→ **DIRECTION**: From the New Zealand travel newsletter below, set down word for word the passage between "Much less challenging, and" and "obscure NZ expressions.", inclusive.

→ **PASSAGE TO READ**:
Good morning
And a hearty hello from New Zealand. It is lovely to be in this glorious country, where I spent a quick night in Auckland, and am now in Christchurch for a night before then driving down to Queenstown tomorrow for a couple of weeks on a somewhat challenging but hopefully ultimately worthwhile work-related mission.
Much less challenging, and much more fun, will be my return to NZ in October, together with a small group of Travel Insiders, and our enjoyment of the country, its finest sights, activities, and, yes, events, food and drink too. I’m glad I have this opportunity now to ‘fine tune’ the itinerary we’ll enjoy in October for best results. Please consider joining us for our Epicurean Extravaganza this October – full details here.
We have a single lady seeking a companion for the NZ trip. If you are also a single lady and would like to share so as to avoid the single supplement, please let me know.
If you are considering traveling to NZ, either with us in October or any other time, then you probably know that New Zealanders speak English. But not 100% identically to the US; so here’s an article to help you to translate some of the more obscure NZ expressions.
My travels from Seattle to NZ were extraordinarily positive. While you might think I’ve never found an airline I didn’t vehemently dislike, that is not the case with Hawaiian Airlines, at least based on my flights SEA-HNL and HNL-AKL this week.
The fairly full A330 from SEA-HNL pushed back a minute early and arrived early into Honolulu too, after a very pleasant flight. Seatback videos in coach, USB ports at all seats, free breakfast that was not only edible but actually nice, and a free ‘welcome to Hawaii’ tropical fruit and rum cocktail shortly before landing in Honolulu, all with a very friendly flight crew, made for a great flight.
The flight on to Auckland, on a nearly new A330, was amazing, in a simultaneously good and bad way. Again there was an ontime pushback and early arrival, and a very friendly and attentive flight crew. But the most amazing thing was having an entire row of four seats to myself. As was also the case for most other people on the flight as well. I’d almost forgotten what this once common luxury felt like, and it was great to re-experience it again on the nine-hour flight to Auckland. But the bad thing about this – no airline can survive these days on 25% load factors. I’m very worried that the marvelous HA flights to NZ might be at risk of cancellation if such load factors are common on the route.
I’d certainly urge everyone to consider giving their support to HA on this route, and everywhere else Hawaiian Airlines flies. In my earlier comments about Fiji Airways, I’d observed that their attempts to create an ‘island feeling’ to their flights failed in a sadly amateurish fashion. But Hawaiian Airlines has done an excellent job of transporting the distinctively friendly and relaxed Hawaiian lifestyle to their flights, and in a polished and professional manner. I often observe that it is impossible to tell the difference between a flight on the three major carriers – but having now enjoyed these two HA flights, I’m reassured that, if an airline really wanted to be distinctive and different, it could be.
As mentioned last week, this is a shorter than normal newsletter, although I did manage to write a couple of additional items prior to heading ‘downunder’ that are attached to the newsletter so as to fill out the time you usually allow for reading your weekly Travel Insider.

→ **ENTRIES SHOWN**:
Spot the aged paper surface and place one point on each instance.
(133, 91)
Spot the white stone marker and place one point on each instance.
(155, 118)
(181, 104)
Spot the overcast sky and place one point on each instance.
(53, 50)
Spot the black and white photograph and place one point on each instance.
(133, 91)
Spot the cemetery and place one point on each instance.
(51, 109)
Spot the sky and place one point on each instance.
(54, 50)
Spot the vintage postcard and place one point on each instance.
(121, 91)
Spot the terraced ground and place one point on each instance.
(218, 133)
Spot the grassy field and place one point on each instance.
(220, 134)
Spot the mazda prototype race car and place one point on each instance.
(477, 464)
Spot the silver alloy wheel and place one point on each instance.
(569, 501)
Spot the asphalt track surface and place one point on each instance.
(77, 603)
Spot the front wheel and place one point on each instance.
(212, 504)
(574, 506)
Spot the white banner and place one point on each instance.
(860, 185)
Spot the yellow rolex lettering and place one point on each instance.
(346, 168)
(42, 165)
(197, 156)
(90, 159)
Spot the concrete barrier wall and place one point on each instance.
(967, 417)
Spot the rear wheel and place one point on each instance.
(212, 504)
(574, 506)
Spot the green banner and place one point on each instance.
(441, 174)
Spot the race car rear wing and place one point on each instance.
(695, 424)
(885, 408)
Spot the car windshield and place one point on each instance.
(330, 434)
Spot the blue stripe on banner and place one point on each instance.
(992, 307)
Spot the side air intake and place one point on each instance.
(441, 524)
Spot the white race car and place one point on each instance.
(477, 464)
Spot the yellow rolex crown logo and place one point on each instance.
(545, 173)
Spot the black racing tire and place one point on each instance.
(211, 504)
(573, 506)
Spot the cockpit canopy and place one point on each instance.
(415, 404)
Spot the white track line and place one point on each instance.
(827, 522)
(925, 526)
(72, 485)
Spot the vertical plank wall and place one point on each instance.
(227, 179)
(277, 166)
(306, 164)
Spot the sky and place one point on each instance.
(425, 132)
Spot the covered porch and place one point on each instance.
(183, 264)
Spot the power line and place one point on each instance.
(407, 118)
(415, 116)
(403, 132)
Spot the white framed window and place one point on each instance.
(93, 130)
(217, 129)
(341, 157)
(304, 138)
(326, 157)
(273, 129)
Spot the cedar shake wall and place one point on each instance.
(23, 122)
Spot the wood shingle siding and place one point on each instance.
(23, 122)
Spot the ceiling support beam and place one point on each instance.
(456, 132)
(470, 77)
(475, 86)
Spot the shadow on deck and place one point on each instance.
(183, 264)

→ **WRITTEN REPLY**:
Much less challenging, and much more fun, will be my return to NZ in October, together with a small group of Travel Insiders, and our enjoyment of the country, its finest sights, activities, and, yes, events, food and drink too. I’m glad I have this opportunity now to ‘fine tune’ the itinerary we’ll enjoy in October for best results. Please consider joining us for our Epicurean Extravaganza this October – full details here.
We have a single lady seeking a companion for the NZ trip. If you are also a single lady and would like to share so as to avoid the single supplement, please let me know.
If you are considering traveling to NZ, either with us in October or any other time, then you probably know that New Zealanders speak English. But not 100% identically to the US; so here’s an article to help you to translate some of the more obscure NZ expressions.